### Given text ###

Kevin Manzano Cortés (born 25 February 1999) is a Spanish professional footballer who plays as a right winger for Las Rozas CF.

Club career
A CD San Fernando de Henares youth graduate, Madrid-born Manzano made his first-team debut for the club on 12 October 2017, playing the last 14 minutes and scoring the equalizer in a 1–1 Tercera División home draw against AD Alcorcón B. He went on to feature regularly during the campaign, scoring eight goals in 22 appearances as his side finished in an impressive sixth position.

On 6 August 2018, Manzano moved to Getafe CF and was assigned to the reserves also in the fourth division. The following 19 July, he joined another reserve team, Atlético Albacete in the same category, but left the club on 14 November 2019 and subsequently returned to his first side San Fernando.

### Raw data ###

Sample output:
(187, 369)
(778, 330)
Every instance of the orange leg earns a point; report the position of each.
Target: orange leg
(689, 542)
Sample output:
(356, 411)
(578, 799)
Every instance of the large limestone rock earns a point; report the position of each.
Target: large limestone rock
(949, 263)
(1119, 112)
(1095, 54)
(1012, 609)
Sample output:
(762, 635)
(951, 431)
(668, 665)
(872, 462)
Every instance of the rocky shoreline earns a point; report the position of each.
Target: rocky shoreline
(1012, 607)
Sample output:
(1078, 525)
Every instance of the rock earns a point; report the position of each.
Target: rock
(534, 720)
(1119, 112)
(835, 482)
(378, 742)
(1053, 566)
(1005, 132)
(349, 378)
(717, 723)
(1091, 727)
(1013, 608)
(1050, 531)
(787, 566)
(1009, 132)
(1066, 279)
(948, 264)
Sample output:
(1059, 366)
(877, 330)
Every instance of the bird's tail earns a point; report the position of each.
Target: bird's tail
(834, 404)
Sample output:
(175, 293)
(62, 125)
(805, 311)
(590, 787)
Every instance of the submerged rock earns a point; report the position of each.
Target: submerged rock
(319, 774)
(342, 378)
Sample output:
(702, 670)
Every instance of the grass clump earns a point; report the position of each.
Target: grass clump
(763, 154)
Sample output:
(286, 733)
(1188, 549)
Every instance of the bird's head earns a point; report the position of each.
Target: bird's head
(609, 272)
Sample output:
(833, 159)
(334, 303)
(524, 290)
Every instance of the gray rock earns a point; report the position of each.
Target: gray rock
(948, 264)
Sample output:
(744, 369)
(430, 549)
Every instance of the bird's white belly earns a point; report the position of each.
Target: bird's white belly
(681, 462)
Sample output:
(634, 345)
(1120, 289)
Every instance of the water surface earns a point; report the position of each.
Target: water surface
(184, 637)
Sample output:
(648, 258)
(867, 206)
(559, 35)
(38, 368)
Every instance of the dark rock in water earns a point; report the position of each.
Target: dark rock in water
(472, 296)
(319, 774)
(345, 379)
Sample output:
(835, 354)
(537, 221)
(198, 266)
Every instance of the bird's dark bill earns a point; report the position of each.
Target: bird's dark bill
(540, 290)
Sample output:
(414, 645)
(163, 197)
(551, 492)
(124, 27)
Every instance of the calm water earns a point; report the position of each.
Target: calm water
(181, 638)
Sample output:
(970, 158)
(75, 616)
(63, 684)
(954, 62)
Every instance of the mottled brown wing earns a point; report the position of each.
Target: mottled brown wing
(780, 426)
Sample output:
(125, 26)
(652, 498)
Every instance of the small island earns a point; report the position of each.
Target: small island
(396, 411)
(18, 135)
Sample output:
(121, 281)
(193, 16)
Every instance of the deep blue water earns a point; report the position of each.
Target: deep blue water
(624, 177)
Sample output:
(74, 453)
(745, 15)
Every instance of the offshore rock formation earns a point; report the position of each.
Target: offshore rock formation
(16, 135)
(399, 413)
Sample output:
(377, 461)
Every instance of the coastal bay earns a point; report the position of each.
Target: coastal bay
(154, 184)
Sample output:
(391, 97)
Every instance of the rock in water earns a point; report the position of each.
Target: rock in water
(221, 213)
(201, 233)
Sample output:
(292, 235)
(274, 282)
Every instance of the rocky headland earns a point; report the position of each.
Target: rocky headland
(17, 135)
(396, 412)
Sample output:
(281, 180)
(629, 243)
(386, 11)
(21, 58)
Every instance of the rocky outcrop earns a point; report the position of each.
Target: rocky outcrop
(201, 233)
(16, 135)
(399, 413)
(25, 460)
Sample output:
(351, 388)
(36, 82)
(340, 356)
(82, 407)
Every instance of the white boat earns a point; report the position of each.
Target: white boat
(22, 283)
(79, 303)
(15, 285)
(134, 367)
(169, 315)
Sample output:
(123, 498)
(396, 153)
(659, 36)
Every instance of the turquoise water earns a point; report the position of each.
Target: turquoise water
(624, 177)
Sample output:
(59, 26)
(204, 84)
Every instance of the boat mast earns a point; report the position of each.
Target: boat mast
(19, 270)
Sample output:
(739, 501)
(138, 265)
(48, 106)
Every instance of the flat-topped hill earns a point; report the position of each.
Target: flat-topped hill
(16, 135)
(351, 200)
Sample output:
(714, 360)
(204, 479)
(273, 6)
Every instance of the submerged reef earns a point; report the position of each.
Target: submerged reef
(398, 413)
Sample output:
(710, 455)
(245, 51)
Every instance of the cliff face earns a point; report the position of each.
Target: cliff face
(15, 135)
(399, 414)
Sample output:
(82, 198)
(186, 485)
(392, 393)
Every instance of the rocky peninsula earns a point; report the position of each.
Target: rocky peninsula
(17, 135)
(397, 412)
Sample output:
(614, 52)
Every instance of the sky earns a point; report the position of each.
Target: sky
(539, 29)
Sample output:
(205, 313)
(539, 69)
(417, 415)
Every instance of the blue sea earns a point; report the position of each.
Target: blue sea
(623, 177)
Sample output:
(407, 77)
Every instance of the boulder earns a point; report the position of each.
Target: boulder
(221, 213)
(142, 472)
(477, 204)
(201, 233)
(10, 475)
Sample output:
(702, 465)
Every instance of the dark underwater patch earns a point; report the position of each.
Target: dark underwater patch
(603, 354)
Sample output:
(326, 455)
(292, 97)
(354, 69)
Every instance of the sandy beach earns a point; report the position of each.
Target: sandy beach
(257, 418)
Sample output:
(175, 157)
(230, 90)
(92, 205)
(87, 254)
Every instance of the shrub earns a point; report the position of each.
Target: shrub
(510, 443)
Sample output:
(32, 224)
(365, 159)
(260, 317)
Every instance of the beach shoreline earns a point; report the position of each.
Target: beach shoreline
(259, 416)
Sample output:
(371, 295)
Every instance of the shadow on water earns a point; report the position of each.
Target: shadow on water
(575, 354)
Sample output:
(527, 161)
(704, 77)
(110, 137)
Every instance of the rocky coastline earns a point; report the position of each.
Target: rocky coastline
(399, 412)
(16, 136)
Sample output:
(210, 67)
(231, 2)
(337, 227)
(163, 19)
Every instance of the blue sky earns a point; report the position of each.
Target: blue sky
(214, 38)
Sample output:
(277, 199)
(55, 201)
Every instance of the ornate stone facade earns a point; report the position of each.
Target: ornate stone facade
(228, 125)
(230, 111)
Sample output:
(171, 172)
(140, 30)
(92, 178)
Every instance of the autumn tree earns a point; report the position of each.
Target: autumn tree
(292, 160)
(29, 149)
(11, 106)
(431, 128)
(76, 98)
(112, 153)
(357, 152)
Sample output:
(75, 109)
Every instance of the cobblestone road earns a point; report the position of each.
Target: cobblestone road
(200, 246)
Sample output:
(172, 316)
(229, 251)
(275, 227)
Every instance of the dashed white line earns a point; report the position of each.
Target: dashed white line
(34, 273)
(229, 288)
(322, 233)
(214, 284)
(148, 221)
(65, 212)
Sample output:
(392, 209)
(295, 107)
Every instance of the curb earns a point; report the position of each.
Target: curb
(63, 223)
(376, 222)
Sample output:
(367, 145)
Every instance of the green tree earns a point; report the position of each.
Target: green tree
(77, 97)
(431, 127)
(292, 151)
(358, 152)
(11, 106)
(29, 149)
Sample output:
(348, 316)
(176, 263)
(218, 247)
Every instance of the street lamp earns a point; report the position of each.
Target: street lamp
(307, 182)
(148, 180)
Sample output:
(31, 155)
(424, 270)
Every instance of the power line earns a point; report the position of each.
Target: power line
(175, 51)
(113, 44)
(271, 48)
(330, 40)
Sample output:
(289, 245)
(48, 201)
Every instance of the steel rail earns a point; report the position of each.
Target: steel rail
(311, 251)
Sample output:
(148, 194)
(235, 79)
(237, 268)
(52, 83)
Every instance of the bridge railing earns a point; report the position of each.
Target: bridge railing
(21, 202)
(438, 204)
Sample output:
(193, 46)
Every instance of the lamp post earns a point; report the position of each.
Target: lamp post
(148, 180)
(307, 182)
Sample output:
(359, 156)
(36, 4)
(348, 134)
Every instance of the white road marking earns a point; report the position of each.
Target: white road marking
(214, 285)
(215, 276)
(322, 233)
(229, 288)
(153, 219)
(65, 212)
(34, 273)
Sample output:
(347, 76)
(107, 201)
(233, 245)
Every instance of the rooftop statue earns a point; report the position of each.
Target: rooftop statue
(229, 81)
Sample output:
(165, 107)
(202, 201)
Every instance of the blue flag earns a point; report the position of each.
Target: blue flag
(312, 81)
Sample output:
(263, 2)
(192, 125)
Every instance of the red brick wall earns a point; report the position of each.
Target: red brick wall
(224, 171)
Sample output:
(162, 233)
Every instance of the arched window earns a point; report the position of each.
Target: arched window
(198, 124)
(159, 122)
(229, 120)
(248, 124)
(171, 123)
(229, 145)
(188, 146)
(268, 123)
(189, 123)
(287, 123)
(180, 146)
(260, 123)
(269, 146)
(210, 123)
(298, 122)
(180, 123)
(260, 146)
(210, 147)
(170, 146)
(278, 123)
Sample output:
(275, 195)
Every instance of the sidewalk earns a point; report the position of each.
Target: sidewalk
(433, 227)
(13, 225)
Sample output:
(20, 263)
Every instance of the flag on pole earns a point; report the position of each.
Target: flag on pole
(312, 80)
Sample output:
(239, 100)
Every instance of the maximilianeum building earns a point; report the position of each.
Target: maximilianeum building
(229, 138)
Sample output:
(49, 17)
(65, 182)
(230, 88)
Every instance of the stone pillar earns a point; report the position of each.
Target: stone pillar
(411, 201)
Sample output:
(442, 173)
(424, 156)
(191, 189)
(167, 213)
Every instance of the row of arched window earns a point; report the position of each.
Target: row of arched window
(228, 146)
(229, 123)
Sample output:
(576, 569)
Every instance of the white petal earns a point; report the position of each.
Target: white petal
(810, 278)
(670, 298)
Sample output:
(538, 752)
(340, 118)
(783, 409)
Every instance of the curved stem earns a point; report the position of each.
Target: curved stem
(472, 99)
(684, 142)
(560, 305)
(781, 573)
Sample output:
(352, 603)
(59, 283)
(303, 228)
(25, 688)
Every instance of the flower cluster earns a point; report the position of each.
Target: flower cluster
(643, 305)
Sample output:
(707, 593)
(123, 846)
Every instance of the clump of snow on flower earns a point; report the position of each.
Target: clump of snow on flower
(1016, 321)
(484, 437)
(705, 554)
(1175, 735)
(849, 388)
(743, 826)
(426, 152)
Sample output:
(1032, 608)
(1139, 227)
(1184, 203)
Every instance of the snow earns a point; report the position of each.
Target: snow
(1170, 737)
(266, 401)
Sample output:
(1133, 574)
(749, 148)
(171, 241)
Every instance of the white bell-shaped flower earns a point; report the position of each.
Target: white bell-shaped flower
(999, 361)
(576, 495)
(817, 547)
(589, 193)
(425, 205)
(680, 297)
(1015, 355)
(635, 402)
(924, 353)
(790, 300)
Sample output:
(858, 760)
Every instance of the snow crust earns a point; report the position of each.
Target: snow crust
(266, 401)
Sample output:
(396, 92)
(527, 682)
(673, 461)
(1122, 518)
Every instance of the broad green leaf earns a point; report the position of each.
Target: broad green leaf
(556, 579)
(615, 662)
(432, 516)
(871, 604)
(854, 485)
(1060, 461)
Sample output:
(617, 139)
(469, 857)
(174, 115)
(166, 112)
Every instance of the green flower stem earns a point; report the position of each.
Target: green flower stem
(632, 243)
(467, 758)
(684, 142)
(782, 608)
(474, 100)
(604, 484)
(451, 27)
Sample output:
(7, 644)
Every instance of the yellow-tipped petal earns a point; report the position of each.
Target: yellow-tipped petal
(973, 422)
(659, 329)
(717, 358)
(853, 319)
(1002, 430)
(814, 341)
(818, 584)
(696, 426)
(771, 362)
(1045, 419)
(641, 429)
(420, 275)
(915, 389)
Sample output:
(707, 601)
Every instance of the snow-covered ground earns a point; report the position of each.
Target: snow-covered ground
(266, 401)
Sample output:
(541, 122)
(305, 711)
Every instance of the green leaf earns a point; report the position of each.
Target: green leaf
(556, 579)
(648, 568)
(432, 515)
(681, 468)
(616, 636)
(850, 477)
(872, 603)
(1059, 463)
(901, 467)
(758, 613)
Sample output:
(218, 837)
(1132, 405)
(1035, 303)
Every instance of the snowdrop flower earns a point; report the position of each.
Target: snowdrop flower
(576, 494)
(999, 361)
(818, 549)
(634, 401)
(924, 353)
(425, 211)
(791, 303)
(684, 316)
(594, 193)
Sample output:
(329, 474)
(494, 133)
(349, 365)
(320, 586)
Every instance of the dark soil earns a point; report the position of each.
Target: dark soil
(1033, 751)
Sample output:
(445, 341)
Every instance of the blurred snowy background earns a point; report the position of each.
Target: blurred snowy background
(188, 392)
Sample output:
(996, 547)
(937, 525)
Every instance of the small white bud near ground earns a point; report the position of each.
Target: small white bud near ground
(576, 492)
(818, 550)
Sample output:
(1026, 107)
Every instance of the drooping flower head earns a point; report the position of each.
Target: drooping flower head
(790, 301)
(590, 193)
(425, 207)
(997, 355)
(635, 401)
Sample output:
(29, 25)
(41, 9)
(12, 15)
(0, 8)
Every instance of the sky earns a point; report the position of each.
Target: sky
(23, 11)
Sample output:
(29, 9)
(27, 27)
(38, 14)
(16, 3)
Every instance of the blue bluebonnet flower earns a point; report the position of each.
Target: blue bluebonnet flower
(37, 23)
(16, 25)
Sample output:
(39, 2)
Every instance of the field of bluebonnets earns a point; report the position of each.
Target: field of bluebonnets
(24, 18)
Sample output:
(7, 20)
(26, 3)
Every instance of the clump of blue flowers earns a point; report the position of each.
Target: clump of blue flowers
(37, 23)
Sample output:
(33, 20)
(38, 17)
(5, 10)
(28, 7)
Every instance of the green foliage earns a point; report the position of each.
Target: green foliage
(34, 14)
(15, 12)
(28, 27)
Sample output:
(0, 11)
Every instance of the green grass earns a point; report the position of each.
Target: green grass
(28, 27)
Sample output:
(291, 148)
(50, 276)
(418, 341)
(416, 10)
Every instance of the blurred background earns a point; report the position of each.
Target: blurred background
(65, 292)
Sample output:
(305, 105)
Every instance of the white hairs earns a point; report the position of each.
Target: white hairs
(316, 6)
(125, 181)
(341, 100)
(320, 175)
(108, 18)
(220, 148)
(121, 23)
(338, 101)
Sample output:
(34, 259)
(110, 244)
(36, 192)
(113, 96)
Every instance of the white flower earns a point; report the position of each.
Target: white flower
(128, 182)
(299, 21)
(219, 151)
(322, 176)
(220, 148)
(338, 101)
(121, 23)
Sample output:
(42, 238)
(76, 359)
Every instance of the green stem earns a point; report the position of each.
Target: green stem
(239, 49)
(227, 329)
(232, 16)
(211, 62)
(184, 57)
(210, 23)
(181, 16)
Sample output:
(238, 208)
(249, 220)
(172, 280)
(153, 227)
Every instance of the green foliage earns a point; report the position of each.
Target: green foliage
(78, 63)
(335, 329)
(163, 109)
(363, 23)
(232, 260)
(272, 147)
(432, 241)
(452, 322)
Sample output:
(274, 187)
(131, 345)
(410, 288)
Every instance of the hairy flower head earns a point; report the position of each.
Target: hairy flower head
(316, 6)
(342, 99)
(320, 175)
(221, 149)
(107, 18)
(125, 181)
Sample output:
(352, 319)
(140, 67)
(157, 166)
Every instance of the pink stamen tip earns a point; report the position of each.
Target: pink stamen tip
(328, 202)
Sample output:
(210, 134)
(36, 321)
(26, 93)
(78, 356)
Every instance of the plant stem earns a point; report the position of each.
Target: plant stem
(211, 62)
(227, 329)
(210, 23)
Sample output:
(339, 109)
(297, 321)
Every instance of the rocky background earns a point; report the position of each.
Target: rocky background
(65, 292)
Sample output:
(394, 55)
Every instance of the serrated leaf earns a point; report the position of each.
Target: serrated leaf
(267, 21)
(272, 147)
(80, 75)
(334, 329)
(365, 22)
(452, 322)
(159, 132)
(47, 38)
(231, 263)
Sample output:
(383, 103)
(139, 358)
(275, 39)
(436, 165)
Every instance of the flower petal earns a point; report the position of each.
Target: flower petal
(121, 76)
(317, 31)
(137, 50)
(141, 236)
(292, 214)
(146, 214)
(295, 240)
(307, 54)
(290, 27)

###

» **Task set**:
[1] According to the biography above, on what date did Manzano make his first-team debut for CD San Fernando de Henares?
[2] Please gather every line of the records that contains the string "railing". Case counts.

» **Results of the tasks**:
[1] 12 October 2017

[2]
Every instance of the bridge railing earns a point; report the position of each.
Target: bridge railing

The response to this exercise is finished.